> **Excerpted text**:
━━━━━━━━━━━━━━━━

Amber finally escapes with friends, at the nick of time
Definitely best title for today. Backstory for today is this: Mom went to Steubenville for an overnighter with her two roommates from college: Debby and Debbie. She left on Wednesday with a breezy “see you all on Friday!” In other news, I awoke this morning feeling much better, because after reaching the ultimate depths of seepy-eyed despair, mom and I scheduled Monday for going to the bank and getting my money, and starting the quest for someone to finance a car loan. She also said she’d be happy to drive me to Erie to visit Dave—she likes long trips, like I do.
So, I woke up this morning feeling better. . . feeling CLEARER in thought. So maybe the hormones subsided. Anyway, I went downstairs to find I had a letter from Lakeside Property Management office (the folks handling the application for my apartment in Madison). It was a thick envelope, so I didn’t panic (bad news, at least in college applications, always arrives on one sheet of paper). So I opened it, and yes, it isn’t bad news, but it isn’t exciting. It’s forms for someone to cosign my lease. Since I don’t have any credit, I kindof figured it was coming, but I was hoping to get accepted first, and do lease-signing stuff later. But mom had already said she’d cosign anything—heck, grandpa had cosigned mom and dad’s trailer when they were 21. Yes, I said trailer.
So I walk back into the kitchen, where Dad is helping Liz fill out a state 4-H camp form, and he looks irritated already. Dad asks me what the letter says, and I explain I’ll need someone to cosign my lease for the apartment. “Well who’s going to do that?” he says. I explain that mom will. “And what if our credit isn’t any good Amber? What are you going to do then?”

━━━━━━━━━━━━━━━━

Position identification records
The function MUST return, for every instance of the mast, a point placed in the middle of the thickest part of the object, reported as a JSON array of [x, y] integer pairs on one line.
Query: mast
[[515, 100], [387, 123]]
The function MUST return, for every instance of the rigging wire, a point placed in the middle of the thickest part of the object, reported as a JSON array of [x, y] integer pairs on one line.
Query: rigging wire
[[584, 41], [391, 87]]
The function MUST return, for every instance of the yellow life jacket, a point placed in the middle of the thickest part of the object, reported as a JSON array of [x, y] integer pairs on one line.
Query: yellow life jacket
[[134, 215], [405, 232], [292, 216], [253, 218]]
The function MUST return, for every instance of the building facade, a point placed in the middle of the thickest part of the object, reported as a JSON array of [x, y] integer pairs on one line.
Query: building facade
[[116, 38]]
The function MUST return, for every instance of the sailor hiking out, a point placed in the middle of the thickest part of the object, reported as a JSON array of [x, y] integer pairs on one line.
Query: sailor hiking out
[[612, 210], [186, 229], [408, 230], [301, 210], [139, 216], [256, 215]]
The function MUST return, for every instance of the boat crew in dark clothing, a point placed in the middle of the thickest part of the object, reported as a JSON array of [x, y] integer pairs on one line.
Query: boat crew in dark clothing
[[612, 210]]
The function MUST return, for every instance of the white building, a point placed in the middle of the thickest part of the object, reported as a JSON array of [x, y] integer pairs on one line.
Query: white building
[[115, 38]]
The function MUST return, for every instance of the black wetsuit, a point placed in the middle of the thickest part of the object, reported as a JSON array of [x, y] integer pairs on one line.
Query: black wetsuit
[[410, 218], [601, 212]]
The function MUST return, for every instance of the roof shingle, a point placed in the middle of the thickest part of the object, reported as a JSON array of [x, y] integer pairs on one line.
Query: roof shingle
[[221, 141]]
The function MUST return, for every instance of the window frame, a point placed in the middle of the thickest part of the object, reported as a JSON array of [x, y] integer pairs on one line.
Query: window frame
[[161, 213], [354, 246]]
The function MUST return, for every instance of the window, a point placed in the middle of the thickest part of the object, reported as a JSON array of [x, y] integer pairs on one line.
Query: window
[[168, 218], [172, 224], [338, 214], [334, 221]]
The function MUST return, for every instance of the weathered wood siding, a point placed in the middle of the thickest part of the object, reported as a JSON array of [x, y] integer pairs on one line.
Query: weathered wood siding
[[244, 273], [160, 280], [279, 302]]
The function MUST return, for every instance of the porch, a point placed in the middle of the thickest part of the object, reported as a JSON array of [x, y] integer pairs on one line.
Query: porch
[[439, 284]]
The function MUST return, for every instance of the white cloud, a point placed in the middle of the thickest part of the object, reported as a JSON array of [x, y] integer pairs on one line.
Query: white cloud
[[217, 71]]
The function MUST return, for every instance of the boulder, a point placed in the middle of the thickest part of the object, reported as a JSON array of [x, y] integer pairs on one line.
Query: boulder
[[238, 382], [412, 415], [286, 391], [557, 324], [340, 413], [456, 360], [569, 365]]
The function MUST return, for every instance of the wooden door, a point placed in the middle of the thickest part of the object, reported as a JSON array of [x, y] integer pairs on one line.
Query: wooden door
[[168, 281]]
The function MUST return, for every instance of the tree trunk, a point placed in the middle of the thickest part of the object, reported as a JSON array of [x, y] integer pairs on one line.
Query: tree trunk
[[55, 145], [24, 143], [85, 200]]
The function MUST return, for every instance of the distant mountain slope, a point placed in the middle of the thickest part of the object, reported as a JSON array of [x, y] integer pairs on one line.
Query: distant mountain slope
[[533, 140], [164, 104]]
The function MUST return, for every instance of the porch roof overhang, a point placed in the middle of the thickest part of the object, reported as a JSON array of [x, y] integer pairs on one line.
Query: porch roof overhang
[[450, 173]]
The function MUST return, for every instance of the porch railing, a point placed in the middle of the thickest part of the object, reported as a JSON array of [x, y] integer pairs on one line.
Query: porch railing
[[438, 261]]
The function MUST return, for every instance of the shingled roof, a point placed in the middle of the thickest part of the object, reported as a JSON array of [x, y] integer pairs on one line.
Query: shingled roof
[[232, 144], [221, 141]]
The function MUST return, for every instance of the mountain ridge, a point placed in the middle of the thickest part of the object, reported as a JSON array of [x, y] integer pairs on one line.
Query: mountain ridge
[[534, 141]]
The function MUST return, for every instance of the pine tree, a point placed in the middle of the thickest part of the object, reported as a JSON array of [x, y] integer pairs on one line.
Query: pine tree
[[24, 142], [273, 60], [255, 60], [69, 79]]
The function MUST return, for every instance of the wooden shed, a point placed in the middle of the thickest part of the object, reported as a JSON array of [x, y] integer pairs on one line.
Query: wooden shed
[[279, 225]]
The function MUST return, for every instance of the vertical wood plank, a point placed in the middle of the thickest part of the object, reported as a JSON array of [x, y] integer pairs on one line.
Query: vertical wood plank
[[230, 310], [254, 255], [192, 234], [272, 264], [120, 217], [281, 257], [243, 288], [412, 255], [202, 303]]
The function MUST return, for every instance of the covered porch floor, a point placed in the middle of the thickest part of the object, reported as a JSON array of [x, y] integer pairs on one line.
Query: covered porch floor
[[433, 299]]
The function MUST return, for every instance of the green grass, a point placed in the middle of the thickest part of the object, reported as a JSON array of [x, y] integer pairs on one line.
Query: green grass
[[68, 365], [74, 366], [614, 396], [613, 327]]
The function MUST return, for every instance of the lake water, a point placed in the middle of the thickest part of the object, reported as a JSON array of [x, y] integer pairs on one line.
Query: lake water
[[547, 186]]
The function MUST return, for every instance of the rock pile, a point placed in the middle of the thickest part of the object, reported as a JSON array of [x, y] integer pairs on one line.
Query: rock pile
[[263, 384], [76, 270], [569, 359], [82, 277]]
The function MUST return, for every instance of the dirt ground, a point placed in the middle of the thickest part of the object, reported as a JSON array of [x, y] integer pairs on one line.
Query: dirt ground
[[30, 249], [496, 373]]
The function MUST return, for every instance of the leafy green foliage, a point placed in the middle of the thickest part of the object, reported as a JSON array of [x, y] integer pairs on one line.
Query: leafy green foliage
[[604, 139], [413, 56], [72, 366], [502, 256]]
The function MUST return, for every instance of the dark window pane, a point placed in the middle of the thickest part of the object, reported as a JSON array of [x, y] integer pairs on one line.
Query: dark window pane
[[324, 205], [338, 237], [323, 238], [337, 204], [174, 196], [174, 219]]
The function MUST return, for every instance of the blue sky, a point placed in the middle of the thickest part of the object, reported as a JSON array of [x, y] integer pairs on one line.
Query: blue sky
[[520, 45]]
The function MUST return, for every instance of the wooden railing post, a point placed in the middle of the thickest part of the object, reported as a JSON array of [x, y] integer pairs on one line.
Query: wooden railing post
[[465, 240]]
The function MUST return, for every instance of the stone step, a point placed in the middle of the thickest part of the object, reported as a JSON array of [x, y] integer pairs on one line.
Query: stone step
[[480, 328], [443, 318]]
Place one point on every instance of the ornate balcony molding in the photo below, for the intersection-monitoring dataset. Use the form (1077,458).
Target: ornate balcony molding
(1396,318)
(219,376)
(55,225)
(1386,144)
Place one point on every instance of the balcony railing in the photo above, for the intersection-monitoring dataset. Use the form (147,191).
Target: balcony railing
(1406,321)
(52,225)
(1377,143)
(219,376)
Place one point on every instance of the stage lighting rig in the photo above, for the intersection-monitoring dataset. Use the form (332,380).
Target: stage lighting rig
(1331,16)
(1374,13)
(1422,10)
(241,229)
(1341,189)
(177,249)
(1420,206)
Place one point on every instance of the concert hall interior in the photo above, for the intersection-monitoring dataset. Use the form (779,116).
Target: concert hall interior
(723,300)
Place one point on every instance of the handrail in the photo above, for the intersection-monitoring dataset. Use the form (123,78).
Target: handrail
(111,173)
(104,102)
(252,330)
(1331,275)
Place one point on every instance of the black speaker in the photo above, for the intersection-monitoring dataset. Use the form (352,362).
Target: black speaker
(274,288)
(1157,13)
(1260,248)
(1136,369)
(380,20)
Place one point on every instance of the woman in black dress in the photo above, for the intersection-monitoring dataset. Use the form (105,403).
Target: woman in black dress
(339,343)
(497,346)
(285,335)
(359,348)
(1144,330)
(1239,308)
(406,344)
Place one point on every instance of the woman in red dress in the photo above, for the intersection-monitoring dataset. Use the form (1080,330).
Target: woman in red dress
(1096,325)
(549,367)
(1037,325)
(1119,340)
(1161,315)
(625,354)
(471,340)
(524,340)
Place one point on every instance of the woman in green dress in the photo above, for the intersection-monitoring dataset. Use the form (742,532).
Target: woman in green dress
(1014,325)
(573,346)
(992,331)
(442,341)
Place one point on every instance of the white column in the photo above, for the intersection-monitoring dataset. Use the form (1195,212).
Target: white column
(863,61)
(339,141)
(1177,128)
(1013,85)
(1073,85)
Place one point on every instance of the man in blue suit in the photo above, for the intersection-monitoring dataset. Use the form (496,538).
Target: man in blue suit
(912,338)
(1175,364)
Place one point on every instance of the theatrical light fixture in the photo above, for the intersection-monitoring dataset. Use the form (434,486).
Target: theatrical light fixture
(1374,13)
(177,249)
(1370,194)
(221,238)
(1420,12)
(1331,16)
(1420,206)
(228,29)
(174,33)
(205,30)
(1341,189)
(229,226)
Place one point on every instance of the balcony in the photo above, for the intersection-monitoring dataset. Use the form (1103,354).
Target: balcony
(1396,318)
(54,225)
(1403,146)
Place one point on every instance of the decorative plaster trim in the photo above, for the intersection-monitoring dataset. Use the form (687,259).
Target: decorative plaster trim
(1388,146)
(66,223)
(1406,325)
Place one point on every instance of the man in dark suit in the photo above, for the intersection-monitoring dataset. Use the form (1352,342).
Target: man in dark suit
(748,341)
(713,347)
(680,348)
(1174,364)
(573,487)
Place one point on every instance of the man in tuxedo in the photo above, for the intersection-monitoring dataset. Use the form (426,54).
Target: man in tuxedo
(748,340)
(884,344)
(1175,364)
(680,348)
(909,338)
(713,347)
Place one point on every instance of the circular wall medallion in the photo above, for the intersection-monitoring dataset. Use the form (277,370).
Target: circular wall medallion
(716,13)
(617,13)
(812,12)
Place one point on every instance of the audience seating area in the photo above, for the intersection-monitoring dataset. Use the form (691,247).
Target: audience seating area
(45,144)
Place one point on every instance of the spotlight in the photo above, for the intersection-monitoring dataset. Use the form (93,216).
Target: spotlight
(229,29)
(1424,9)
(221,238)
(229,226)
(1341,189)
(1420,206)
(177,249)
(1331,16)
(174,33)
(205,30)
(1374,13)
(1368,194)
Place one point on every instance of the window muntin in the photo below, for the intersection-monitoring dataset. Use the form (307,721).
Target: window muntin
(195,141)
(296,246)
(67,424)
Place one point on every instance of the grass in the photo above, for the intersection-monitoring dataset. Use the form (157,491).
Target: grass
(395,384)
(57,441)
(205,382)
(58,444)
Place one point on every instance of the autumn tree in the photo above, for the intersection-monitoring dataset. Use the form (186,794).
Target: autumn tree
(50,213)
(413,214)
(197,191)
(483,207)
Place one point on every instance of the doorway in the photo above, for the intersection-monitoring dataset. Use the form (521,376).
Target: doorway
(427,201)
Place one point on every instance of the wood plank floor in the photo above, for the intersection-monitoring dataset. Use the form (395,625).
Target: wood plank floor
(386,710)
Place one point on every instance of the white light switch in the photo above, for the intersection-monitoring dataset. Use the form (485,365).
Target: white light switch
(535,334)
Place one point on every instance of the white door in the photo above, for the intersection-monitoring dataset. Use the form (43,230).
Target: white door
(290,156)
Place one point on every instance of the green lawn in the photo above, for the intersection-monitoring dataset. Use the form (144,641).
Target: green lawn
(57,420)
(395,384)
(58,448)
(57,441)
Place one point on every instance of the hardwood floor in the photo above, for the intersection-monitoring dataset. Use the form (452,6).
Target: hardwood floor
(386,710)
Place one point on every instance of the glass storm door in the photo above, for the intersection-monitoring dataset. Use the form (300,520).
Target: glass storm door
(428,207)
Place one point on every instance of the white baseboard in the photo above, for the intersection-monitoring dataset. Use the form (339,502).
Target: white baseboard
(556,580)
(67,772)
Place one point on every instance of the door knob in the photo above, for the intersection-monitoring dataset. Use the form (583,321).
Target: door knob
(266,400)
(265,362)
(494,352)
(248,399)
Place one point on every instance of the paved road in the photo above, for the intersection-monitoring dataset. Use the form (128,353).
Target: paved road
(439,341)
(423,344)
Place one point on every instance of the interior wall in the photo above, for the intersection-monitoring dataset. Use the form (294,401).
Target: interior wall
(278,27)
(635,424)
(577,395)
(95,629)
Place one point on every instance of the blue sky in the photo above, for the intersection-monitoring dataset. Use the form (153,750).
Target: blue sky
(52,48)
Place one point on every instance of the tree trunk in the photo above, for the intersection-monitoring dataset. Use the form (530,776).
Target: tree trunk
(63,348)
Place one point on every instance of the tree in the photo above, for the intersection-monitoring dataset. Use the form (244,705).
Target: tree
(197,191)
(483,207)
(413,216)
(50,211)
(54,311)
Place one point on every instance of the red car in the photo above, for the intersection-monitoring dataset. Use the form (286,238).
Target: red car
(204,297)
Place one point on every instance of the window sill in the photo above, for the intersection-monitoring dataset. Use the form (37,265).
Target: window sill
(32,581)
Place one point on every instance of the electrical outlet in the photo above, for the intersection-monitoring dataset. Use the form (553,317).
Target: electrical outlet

━━━━━━━━━━━━━━━━

> **Given instruction**:
Answer these questions from the blog post:
(a) Where did Mom go for her overnighter with her college roommates?
(b) Which office sent Amber the letter?
(c) What form was Dad helping Liz fill out in the kitchen?
Nothing in the records is required to complete this work.

> **Reply to the exercise**:
(a) Steubenville
(b) Lakeside Property Management office
(c) A state 4-H camp form